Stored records

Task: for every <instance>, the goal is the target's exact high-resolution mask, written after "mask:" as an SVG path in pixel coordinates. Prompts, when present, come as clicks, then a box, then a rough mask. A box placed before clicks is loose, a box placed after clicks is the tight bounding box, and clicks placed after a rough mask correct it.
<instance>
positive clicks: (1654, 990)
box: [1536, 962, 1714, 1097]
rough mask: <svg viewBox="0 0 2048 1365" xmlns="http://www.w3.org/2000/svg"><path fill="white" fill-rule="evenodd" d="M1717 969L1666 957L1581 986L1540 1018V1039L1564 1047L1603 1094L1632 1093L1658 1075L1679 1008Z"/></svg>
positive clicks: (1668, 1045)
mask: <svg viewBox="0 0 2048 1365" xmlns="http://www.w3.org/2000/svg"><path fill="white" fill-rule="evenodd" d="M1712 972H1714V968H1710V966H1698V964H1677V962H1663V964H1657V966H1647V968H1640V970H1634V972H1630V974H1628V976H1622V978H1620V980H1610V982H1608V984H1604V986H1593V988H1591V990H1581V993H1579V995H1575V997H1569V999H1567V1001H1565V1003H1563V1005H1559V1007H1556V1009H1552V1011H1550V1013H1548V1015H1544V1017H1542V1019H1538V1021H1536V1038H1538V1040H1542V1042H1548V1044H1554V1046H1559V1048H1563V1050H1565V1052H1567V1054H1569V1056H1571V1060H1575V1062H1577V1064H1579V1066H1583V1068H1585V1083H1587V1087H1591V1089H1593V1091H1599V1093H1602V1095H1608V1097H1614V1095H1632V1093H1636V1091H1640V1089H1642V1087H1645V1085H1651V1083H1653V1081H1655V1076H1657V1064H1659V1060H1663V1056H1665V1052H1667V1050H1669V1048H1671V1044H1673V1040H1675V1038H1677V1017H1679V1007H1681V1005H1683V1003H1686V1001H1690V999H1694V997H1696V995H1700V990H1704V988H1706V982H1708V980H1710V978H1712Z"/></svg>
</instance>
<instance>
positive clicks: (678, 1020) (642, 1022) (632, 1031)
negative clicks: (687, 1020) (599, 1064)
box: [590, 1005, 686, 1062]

-- Required work --
Recast every line of the rows above as a numbered list, omitting any blank lines.

-- Task output --
1. Task: for every <instance>, the goal is the target's exact high-resolution mask, written after "mask:" as an SVG path in pixel coordinates. Prompts, when present, come as clicks, then a box, then a rough mask. A box placed before clicks is loose, a box placed after clicks is the tight bounding box, and clicks placed after a rough mask correct it.
2. <instance>
3. positive clicks: (1654, 990)
4. box: [1536, 962, 1714, 1097]
5. rough mask: <svg viewBox="0 0 2048 1365" xmlns="http://www.w3.org/2000/svg"><path fill="white" fill-rule="evenodd" d="M1717 969L1666 957L1581 986L1540 1018V1039L1564 1047L1603 1094L1632 1093L1658 1075L1679 1008Z"/></svg>
6. positive clicks: (1668, 1045)
7. mask: <svg viewBox="0 0 2048 1365" xmlns="http://www.w3.org/2000/svg"><path fill="white" fill-rule="evenodd" d="M1712 972H1714V968H1710V966H1698V964H1677V962H1663V964H1657V966H1647V968H1640V970H1634V972H1630V974H1628V976H1622V978H1620V980H1610V982H1608V984H1604V986H1593V988H1591V990H1581V993H1579V995H1575V997H1569V999H1567V1001H1565V1003H1563V1005H1559V1007H1556V1009H1552V1011H1550V1013H1548V1015H1544V1017H1542V1019H1538V1021H1536V1038H1538V1040H1542V1042H1548V1044H1554V1046H1559V1048H1563V1050H1565V1052H1567V1054H1569V1056H1571V1060H1575V1062H1577V1064H1579V1066H1583V1068H1585V1083H1587V1087H1591V1089H1593V1091H1599V1093H1602V1095H1608V1097H1614V1095H1632V1093H1636V1091H1640V1089H1642V1087H1645V1085H1651V1083H1653V1081H1655V1076H1657V1064H1659V1060H1663V1056H1665V1052H1667V1050H1669V1048H1671V1044H1673V1040H1675V1038H1677V1017H1679V1007H1681V1005H1683V1003H1686V1001H1690V999H1694V997H1696V995H1700V990H1704V988H1706V982H1708V980H1710V978H1712Z"/></svg>
8. </instance>
9. <instance>
10. positive clicks: (678, 1020) (642, 1022) (632, 1031)
11. negative clicks: (687, 1020) (599, 1064)
12. box: [590, 1005, 686, 1062]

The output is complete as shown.